TASK TO CARRY OUT » Reproduce the entries below word for word, starting at their first line and ending with the line that contains "pixel 114 59", including both of those lines.

(Records of labeled points)

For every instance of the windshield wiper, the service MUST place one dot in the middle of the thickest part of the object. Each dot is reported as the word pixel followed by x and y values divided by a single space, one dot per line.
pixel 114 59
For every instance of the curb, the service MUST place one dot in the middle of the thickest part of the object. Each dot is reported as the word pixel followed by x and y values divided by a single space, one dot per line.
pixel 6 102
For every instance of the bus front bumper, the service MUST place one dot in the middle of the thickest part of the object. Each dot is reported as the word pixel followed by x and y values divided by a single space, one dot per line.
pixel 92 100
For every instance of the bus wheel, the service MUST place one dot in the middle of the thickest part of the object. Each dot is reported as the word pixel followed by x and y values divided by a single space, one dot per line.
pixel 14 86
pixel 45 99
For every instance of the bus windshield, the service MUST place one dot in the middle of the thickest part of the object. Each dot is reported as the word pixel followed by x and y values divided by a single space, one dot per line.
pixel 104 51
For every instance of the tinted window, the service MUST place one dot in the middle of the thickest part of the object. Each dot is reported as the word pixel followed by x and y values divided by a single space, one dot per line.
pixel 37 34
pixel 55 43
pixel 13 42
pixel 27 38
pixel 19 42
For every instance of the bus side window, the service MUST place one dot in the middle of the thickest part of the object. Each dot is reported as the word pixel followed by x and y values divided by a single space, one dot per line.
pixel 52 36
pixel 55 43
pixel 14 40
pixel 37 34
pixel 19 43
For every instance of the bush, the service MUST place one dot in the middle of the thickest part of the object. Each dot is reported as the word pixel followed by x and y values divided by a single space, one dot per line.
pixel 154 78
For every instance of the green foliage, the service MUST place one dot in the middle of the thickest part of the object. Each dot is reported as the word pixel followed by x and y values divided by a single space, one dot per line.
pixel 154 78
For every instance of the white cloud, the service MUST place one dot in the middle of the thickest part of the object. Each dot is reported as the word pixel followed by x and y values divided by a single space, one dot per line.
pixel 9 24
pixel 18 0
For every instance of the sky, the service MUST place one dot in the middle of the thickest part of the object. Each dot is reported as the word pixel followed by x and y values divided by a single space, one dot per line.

CORRECT OUTPUT »
For every instance of the windshield wiper, the service MUST place one dot in the middle of the thickest part of the object. Each dot is reported as the word pixel followed by x and y values divided by a single space, one dot per line.
pixel 114 59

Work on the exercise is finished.